▶ _STATED PROBLEM_
Output the records exactly. Include every line.

▶ _GIVEN INFORMATION_
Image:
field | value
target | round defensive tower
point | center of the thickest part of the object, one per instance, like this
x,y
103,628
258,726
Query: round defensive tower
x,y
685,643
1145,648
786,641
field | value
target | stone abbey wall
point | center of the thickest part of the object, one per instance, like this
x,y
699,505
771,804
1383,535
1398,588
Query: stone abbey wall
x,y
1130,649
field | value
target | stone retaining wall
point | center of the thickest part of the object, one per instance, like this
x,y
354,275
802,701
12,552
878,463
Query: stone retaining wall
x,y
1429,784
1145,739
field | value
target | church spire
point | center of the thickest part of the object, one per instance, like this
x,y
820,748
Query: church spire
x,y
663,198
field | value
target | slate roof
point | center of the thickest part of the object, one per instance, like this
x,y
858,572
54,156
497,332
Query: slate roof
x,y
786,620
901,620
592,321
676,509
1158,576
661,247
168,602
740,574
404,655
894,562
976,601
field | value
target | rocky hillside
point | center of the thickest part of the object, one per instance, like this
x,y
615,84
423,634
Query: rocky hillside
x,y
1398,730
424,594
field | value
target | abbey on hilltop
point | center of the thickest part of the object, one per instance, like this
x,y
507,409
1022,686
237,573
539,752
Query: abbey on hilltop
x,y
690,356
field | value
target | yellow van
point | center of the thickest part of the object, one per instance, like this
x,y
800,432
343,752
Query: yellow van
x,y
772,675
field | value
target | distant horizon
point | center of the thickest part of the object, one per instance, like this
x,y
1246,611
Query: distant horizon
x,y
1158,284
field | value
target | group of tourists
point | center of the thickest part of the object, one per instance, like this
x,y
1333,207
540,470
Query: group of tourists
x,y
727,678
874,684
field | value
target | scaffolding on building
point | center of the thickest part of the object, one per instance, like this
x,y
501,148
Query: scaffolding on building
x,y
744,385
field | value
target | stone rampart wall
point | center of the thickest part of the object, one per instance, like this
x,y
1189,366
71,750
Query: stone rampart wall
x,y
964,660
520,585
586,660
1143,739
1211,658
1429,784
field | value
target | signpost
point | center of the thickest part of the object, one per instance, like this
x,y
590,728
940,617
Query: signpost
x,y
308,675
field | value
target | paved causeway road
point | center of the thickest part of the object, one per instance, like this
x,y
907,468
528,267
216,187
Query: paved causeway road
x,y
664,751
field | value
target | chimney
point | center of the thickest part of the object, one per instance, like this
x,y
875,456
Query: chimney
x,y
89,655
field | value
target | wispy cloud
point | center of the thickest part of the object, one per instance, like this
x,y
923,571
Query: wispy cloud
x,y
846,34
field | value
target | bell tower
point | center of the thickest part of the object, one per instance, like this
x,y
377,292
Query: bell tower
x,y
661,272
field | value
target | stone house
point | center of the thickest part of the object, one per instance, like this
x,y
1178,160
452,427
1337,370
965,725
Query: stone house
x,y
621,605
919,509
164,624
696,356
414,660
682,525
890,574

▶ _TASK OUTPUT_
Image:
field | value
target | round defensive tower
point | center of the thickest part of the object, one per instance, like this
x,y
103,628
258,726
Query: round defensive tower
x,y
685,643
1145,648
786,641
field | value
target | stone abbey wall
point | center of the thickest part of the object, one per instance, like this
x,y
699,505
771,804
1383,535
1398,588
Query: stone abbey wall
x,y
1130,649
field | value
target | stone retaining wall
point | center of the thickest part of the object, one per instance, like this
x,y
354,275
802,701
12,552
878,463
Query: stone retaining wall
x,y
1429,784
1145,739
field | value
target | church spire
point | center of the thickest part of the object, one per instance, like this
x,y
820,748
Query: church spire
x,y
663,198
field | value
target | slate roof
point | center of the thickest part of the object, one per instance, like this
x,y
858,572
54,156
497,332
Query: slate roof
x,y
786,620
901,620
592,321
676,509
1158,576
661,247
168,602
740,574
404,655
894,562
976,601
field | value
target | rocky hillside
point | center of the thickest part of the object, one per instance, like this
x,y
615,84
423,634
Query: rocky hillside
x,y
1398,730
424,594
field | value
target | abbey on hilltop
point | center of the thickest part of the object, one per instance, like this
x,y
507,409
1022,686
237,573
539,752
Query: abbey on hilltop
x,y
690,356
field | value
target | yellow van
point | center of the thickest part of the object, one per instance, like this
x,y
800,432
343,752
Query: yellow van
x,y
772,675
field | value
target | distant horizon
point | center of the thickest part of the object, one per instance, like this
x,y
1246,611
Query: distant horizon
x,y
1158,284
field | value
target | group of tourists
point | center of the thickest part of the object, one per instance, like this
x,y
1333,207
540,470
Query: group of tourists
x,y
727,678
874,684
field | value
target | scaffolding on building
point | center of the thickest part of the object, one per instance, like this
x,y
501,148
Query: scaffolding on building
x,y
744,385
field | value
target | stone rampart wall
point | center of the thickest part of the object, one per instance, like this
x,y
1189,366
71,750
Query: stone rampart wall
x,y
964,660
520,585
586,660
1143,739
1211,658
1429,784
field | value
target | signpost
point | center of the thickest part of the object, one per instance, like this
x,y
590,728
940,617
Query: signpost
x,y
308,675
field | value
target | paved causeway road
point | center of the thickest part of the object, one per instance, like this
x,y
907,468
528,267
216,187
Query: paved causeway road
x,y
664,751
field | value
target | chimney
point | center of the thickest part of the object, one per instance, like this
x,y
875,456
Query: chimney
x,y
89,655
field | value
target | wispy cloud
point | center of the thickest part of the object, one per instance, like this
x,y
923,571
Query: wispy cloud
x,y
846,34
field | value
target | bell tower
point | center of the thickest part of the object, one per instance, like this
x,y
377,292
Query: bell tower
x,y
661,272
field | value
target | stone house
point | center of the thickest part of the object, one per instance, like this
x,y
1178,160
452,427
1337,370
965,725
Query: stone house
x,y
621,605
919,509
164,624
696,356
414,660
682,525
890,574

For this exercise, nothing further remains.